* _Work instructions_
Please copy the listing word for word, starting at its first line and ending with the line that contains "[[68, 890], [787, 905]]", both included. Leave the pictures out of your copy.

-- start Working data --

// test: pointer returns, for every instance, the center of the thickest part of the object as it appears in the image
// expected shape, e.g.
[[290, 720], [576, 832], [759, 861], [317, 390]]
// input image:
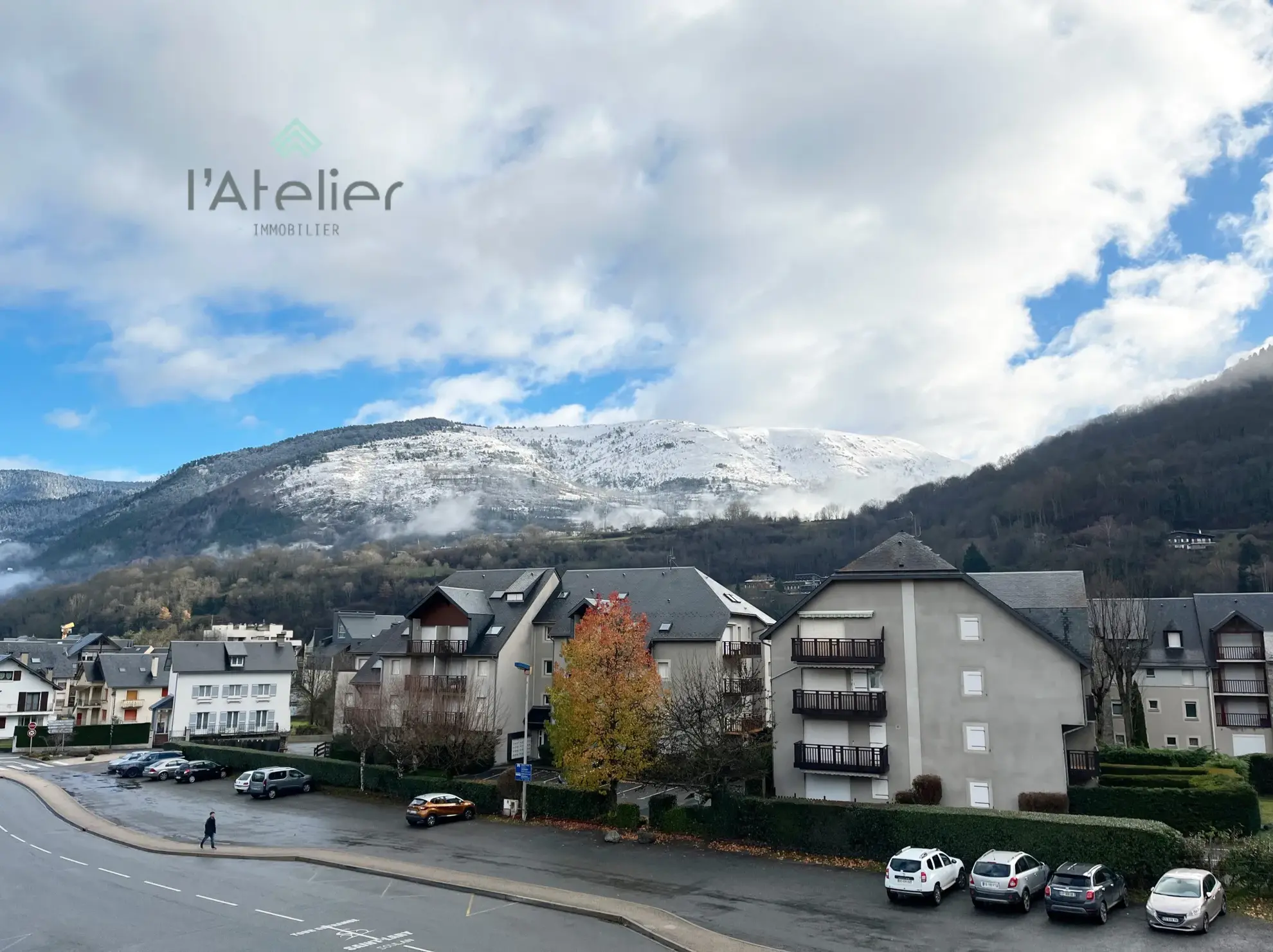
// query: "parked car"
[[139, 764], [428, 809], [163, 769], [200, 770], [923, 872], [1186, 900], [270, 782], [1083, 888], [1007, 879]]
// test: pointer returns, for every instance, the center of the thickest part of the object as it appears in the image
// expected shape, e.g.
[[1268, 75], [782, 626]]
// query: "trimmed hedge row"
[[1140, 849], [1207, 805]]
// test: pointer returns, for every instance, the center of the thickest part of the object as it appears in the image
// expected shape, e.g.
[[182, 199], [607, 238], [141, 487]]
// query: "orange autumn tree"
[[606, 700]]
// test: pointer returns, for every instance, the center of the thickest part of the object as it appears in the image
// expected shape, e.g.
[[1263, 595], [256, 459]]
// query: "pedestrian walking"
[[209, 830]]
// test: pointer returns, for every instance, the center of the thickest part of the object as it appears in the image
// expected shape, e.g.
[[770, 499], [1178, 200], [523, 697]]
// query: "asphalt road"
[[68, 890], [787, 905]]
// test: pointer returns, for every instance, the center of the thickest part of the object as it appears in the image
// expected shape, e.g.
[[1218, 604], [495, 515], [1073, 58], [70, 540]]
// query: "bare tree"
[[710, 731], [1121, 629]]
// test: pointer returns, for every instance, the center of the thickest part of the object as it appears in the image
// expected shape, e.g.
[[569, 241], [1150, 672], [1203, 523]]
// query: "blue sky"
[[962, 227]]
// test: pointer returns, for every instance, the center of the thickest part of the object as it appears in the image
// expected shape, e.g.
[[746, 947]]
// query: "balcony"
[[838, 651], [436, 684], [849, 760], [839, 704], [437, 647], [1241, 687], [740, 687]]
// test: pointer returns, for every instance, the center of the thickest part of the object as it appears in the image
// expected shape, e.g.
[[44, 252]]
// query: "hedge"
[[1262, 773], [1140, 849], [1209, 804]]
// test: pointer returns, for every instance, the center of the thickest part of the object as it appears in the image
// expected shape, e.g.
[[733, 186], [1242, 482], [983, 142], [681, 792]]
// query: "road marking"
[[215, 900], [280, 915]]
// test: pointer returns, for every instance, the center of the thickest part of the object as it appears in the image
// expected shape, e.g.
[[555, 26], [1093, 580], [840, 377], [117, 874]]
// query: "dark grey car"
[[270, 782], [1083, 888]]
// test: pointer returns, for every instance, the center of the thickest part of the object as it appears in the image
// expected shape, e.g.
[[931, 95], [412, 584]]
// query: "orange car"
[[431, 807]]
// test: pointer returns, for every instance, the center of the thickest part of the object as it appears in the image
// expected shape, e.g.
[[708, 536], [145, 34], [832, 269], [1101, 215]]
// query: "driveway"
[[787, 905]]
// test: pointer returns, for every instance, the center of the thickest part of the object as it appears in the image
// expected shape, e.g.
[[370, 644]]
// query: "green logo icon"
[[296, 140]]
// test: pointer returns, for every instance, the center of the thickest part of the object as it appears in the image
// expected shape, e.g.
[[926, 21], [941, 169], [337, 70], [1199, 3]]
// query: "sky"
[[965, 224]]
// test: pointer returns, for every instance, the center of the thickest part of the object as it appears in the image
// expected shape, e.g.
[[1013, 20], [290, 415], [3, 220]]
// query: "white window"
[[977, 737], [979, 795], [973, 684]]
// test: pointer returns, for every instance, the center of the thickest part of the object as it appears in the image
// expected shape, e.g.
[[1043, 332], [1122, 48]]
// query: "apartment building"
[[901, 665], [693, 620], [1205, 678], [457, 647]]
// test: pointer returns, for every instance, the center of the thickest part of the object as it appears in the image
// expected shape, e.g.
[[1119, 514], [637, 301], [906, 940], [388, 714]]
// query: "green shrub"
[[1262, 773], [1043, 802], [1209, 804], [1250, 865]]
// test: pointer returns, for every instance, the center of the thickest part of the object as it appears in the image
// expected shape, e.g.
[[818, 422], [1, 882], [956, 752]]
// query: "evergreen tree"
[[974, 561]]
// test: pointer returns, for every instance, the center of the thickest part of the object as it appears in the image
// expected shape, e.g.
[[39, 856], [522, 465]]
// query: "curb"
[[666, 928]]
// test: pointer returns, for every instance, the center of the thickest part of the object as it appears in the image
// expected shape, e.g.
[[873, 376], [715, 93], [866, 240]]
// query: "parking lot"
[[786, 905]]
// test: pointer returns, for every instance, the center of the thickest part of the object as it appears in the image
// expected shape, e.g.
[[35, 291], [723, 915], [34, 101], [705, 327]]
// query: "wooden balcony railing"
[[839, 704], [852, 760], [838, 651]]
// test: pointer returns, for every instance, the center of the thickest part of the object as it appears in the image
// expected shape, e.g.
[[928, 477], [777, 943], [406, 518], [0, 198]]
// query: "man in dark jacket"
[[209, 830]]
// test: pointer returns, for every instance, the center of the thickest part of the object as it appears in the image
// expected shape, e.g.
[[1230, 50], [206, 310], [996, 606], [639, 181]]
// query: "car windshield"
[[1179, 886], [1070, 880], [996, 871]]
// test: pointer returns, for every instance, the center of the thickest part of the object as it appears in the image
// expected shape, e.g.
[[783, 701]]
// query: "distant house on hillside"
[[1191, 541]]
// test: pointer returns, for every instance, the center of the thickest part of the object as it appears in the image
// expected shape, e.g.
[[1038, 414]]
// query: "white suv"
[[923, 872]]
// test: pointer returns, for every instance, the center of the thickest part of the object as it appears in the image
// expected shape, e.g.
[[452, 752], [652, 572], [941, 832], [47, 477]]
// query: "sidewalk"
[[657, 924]]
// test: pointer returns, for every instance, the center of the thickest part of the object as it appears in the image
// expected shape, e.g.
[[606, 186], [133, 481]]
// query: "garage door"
[[1248, 744], [830, 788]]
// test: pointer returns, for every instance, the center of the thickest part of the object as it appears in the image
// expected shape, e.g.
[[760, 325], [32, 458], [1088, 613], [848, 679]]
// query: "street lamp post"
[[526, 730]]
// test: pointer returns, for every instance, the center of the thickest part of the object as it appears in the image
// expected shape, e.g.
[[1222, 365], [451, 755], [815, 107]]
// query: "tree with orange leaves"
[[606, 699]]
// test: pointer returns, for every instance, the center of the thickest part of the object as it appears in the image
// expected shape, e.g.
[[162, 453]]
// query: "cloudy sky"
[[969, 224]]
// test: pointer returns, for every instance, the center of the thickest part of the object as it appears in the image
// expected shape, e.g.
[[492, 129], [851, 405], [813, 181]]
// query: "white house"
[[26, 697], [226, 688]]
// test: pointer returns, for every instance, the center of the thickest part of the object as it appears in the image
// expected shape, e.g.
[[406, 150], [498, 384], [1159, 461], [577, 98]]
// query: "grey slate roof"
[[680, 596], [204, 657], [901, 552]]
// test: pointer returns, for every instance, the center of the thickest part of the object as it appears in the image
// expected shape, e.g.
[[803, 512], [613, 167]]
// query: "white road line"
[[280, 915], [215, 900]]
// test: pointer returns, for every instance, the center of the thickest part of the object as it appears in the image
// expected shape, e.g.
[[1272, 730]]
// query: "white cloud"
[[824, 214], [69, 419]]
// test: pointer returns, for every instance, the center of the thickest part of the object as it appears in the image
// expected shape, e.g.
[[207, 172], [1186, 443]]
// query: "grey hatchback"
[[270, 782], [1083, 888]]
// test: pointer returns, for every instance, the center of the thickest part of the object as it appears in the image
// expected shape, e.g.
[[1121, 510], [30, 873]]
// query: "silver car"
[[1007, 879], [1186, 900]]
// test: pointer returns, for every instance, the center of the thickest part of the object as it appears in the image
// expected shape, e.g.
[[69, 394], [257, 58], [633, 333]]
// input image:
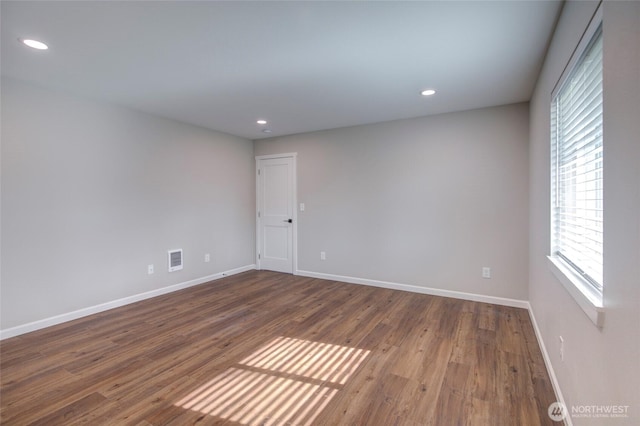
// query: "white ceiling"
[[304, 66]]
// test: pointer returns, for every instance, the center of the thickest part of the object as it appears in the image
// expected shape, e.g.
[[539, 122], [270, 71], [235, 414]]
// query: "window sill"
[[590, 301]]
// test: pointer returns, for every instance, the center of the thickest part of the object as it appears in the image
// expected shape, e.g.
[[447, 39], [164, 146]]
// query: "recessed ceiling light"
[[35, 44]]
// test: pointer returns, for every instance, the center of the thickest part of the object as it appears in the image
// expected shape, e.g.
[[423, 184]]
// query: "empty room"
[[320, 213]]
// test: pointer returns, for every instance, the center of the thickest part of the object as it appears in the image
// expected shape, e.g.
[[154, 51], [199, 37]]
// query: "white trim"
[[547, 363], [294, 248], [58, 319], [595, 22], [272, 156], [579, 290], [515, 303]]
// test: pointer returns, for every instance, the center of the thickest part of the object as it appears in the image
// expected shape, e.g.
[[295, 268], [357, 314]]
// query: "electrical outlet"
[[486, 272]]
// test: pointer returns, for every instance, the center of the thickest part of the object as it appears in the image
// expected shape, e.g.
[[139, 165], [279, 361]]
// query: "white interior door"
[[275, 215]]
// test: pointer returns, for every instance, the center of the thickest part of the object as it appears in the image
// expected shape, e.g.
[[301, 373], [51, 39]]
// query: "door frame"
[[294, 249]]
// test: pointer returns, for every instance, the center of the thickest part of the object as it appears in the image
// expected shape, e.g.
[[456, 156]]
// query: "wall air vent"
[[175, 260]]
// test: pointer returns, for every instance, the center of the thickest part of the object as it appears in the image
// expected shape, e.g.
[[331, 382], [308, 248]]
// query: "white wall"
[[600, 367], [425, 202], [93, 193]]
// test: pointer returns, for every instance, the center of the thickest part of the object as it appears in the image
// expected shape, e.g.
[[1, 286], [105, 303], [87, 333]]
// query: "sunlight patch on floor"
[[286, 381]]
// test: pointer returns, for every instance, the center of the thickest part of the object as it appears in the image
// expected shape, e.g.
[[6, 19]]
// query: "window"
[[576, 169]]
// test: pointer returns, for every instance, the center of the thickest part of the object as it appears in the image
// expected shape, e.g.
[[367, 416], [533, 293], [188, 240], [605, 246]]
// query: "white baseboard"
[[58, 319], [547, 363], [458, 295], [515, 303]]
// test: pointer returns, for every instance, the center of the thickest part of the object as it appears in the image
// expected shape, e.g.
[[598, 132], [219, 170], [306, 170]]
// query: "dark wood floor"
[[267, 348]]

-- end Working data --

* _Solution to this task_
// test: pointer returns, for every instance, the center of the thickest part of the object as it appears in the image
// expected shape, e.g.
[[290, 720], [576, 832], [759, 861], [317, 390]]
// input image:
// query: "parked car"
[[139, 764], [428, 809], [163, 769], [200, 770], [923, 872], [1186, 900], [270, 782], [1083, 888], [1007, 879]]
// test: pointer returns, for every instance, the center of the thickest part of the object as it appears in the image
// expected shape, e.g.
[[1268, 75], [782, 626]]
// query: "trimmed hedge row"
[[1140, 849], [1207, 805]]
// test: pointer returns, for every instance, the center of the thickest part of the object as it appears in the image
// expected shape, e.g.
[[182, 199], [607, 238], [141, 487]]
// query: "orange autumn tree"
[[606, 700]]
// test: pointer returns, for every instance, the center of the thickest part of the object as it appears in the image
// expected shape, e.g.
[[1263, 595], [256, 459]]
// query: "pedestrian walking"
[[209, 830]]
// test: pointer returns, for every instance, the center of the thickest part of the object as it appears in the image
// expected shape, e.g.
[[770, 499], [1178, 200], [523, 697]]
// query: "asphalt road"
[[68, 890], [787, 905]]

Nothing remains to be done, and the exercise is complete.